■ What needs to be done
An unchanged copy of each entry below is needed; keep the pictures out of it.

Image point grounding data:
■ ■ ■ ■

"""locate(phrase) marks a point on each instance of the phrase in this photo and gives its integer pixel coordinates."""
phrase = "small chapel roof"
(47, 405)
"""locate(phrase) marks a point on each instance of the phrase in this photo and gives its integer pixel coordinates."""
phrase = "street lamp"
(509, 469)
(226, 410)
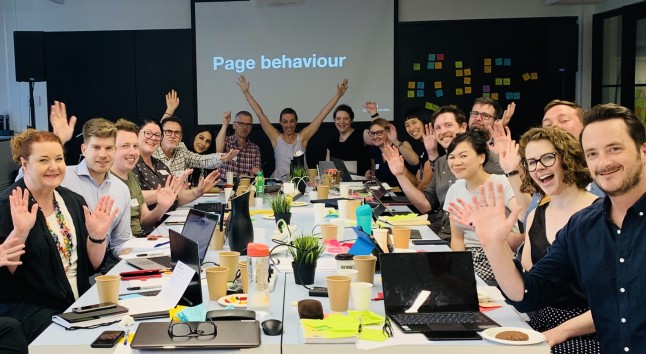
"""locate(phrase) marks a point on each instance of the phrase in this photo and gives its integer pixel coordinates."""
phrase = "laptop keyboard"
(442, 317)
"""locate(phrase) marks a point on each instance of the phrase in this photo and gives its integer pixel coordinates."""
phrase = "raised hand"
(394, 159)
(172, 100)
(488, 214)
(10, 251)
(342, 87)
(243, 83)
(63, 128)
(23, 218)
(99, 220)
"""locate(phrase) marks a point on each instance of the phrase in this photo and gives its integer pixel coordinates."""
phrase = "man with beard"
(602, 247)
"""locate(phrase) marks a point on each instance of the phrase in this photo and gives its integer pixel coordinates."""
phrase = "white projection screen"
(293, 55)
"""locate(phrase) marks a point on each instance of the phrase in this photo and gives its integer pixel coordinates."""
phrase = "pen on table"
(161, 244)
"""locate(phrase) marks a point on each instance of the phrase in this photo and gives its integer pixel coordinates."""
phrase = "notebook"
(199, 226)
(432, 292)
(230, 334)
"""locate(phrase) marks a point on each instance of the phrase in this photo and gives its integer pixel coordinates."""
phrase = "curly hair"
(575, 170)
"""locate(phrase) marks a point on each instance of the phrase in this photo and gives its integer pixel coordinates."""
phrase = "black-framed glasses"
(169, 133)
(547, 160)
(483, 115)
(150, 135)
(192, 329)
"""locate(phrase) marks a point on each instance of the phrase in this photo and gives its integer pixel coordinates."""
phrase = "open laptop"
(199, 226)
(230, 335)
(449, 280)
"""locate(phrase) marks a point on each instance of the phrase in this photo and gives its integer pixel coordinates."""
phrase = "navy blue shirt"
(609, 263)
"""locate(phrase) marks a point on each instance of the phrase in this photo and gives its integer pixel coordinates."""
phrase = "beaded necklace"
(66, 248)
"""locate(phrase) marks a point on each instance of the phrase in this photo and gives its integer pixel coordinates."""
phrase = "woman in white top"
(467, 155)
(289, 142)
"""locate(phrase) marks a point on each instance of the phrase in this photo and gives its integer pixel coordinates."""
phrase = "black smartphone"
(95, 307)
(429, 242)
(108, 339)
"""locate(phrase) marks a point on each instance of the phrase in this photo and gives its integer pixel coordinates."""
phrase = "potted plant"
(305, 250)
(281, 204)
(299, 176)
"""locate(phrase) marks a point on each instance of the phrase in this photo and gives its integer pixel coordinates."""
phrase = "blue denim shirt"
(609, 262)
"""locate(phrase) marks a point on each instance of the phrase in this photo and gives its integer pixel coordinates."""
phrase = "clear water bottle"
(258, 275)
(260, 185)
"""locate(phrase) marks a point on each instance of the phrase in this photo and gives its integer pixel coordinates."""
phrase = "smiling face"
(202, 141)
(99, 154)
(464, 161)
(45, 166)
(615, 163)
(446, 128)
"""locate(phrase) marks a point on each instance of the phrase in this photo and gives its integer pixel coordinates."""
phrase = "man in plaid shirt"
(248, 159)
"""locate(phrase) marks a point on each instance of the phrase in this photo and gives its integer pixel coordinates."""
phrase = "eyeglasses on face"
(547, 160)
(150, 135)
(483, 115)
(169, 133)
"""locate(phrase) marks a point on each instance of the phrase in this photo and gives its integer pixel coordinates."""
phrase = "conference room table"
(284, 296)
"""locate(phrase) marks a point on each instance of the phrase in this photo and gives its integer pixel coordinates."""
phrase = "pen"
(161, 244)
(150, 254)
(145, 287)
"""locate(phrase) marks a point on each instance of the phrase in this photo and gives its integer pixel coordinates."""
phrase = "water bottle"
(364, 218)
(258, 275)
(260, 185)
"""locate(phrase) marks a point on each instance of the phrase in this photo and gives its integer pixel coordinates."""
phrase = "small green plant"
(306, 248)
(281, 204)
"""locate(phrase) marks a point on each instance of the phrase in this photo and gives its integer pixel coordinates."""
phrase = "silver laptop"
(230, 334)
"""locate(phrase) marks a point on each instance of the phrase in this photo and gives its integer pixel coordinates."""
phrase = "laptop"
(230, 335)
(448, 280)
(199, 226)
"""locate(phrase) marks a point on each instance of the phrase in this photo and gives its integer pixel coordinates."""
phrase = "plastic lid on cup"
(257, 250)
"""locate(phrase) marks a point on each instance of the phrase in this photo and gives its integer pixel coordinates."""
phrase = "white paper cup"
(361, 296)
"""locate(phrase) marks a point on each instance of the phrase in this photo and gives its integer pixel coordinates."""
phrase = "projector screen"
(293, 55)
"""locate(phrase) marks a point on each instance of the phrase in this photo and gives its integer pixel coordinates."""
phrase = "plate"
(534, 337)
(237, 300)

■ ■ ■ ■

■ Solution
"""locate(phrase) marks a point on each instance of the phrase in this photo and gives its integer pixel coordinates."""
phrase = "small chapel roof"
(47, 405)
"""locate(phrase) marks a point on each instance of the phrase in this photo and gives its integer pixel coordinates."""
phrase = "street lamp"
(509, 469)
(226, 410)
"""locate(phrase) marks a point on each instance of the phrase in this photo and gives its integer pixel coordinates."""
phrase = "laptop keyboard"
(442, 317)
"""locate(phrase) marks a point on each instance of the phrase in this photo and gives its integer pixel coordinates."""
phrase = "raised hand"
(394, 159)
(172, 100)
(488, 214)
(10, 251)
(342, 87)
(243, 83)
(63, 128)
(23, 218)
(99, 220)
"""locate(phrase) marks a point on each instance of the phrase in this photo and gives its integer pixel coordinates."""
phrase = "man with beard"
(602, 247)
"""locate(phrase) marks a point on each instance of the phrase in this photo and gives its integer pixel coordinates."""
phrase = "white projection screen"
(293, 55)
"""locate(phrase) marks a point on each instance of the phrase in this photo and gives its integer pixel coordinates."""
phrase = "pen on table"
(161, 244)
"""locate(phrase) marks a point on each instance of the phrase in this photo and gives its integer pixel coordinates."""
phrase = "notebook"
(199, 226)
(432, 292)
(230, 334)
"""locate(phrase) marks a point on each instance of the phrase in this photo and gives its integer pixel coordinates."""
phrase = "curly hair"
(575, 170)
"""locate(phrase) marks a point on each instance of the phrase in this photo and gives its integer pixel coordinates."""
phrase = "black-framed glasses"
(169, 133)
(547, 160)
(483, 115)
(150, 135)
(192, 329)
"""locate(phrase) marks a point on each instance of the phrase in this photo and gives its integer pixel coordinates."""
phrase = "open laptop"
(199, 226)
(230, 335)
(449, 280)
"""locate(phrase) marks a point on each instance of the phrase in this photo and gives its integer pixel coordinates."""
phrase = "navy blue shirt"
(609, 263)
"""locate(phrase) marks a point on each instance of the phrase in this photo and gives its integer pixel coordinates."""
phrase = "beaded necklace"
(66, 248)
"""locate(phrase) marks a point on each instance of the phrase in this photo and gives its integer pixel coordinates."""
phrase = "woman in white top"
(467, 155)
(289, 142)
"""locate(phrase) marks a point on each instance of the phrase in this photo and gives its integer pixel coordinates."""
phrase = "black smartphone"
(95, 307)
(429, 242)
(108, 339)
"""locate(phrase) marks a point on each instance of the phrase in this photo and gives its integer pixel coordinates."""
phrase = "potted plant"
(305, 250)
(281, 204)
(299, 176)
"""locate(phrase) marks a point on each instance of the phrase in this photo and gives its integer pixel coordinates."""
phrase = "blue denim shirt"
(609, 262)
"""locate(phrase) marks a point on each instance of the phrase in this photo and gives its integer pixel coordinates."""
phrase = "clear water bottle"
(258, 275)
(260, 185)
"""locate(phrase) marks a point on each instance of the phrase in this photo and gives its integer pixel coordinates."""
phrase = "smiling face"
(202, 141)
(99, 154)
(464, 161)
(45, 166)
(615, 163)
(446, 128)
"""locate(phrase) marks a point on each instance of the phrase in this photo and gives its integer pixel coordinates."""
phrase = "man in plaid shirt"
(248, 159)
"""locate(phrase) marks a point on each instance of the phrase in this photo and gives its integer pixel coordinates."""
phrase = "eyeglasses on face"
(547, 160)
(150, 135)
(483, 115)
(169, 133)
"""locate(phrase) marks a point on each instance of the phrase in this photo and gives its integer pixel coordinates."""
phrase = "conference room table"
(284, 296)
"""locate(phrase) marks a point on each instance of the phrase in this photo and gives its integer pixel coordinates."""
phrase = "pen"
(161, 244)
(150, 254)
(145, 287)
"""locate(phrase) marks a point on each instance of the phrase in this photo and gives its integer pixel coordinates."""
phrase = "water bottle"
(364, 218)
(258, 275)
(260, 185)
"""locate(phrase) marks a point on each instance of the phrase in this photo and gives its integer pixel coordinates."""
phrase = "small green plant"
(306, 248)
(281, 204)
"""locate(phrase) marks a point on each instance of the phrase in this photo and gives its integer pixel coordinates."""
phrase = "silver laptop"
(230, 334)
"""locate(phrase) marks a point on each instance of the phrase in this photo and gives its integer pixel coordinates."""
phrase = "laptop"
(230, 335)
(448, 280)
(199, 226)
"""locate(phrase) marks a point on each instance of the phrase in this photo and gives its integer pixel coordinates."""
phrase = "plastic lid on cup"
(257, 250)
"""locate(phrase) marks a point on each instance of the phrase in this photo and gives its integer pixel coordinates."""
phrase = "white paper cup"
(361, 296)
"""locate(phrase) marks a point on each instance of the phrase in this photo and gives its integer pixel coordinates."""
phrase = "projector screen"
(293, 55)
"""locate(phrase) marks a point on each instance of the phrase in this photo and gives its integer pixel coordinates."""
phrase = "plate"
(534, 337)
(237, 300)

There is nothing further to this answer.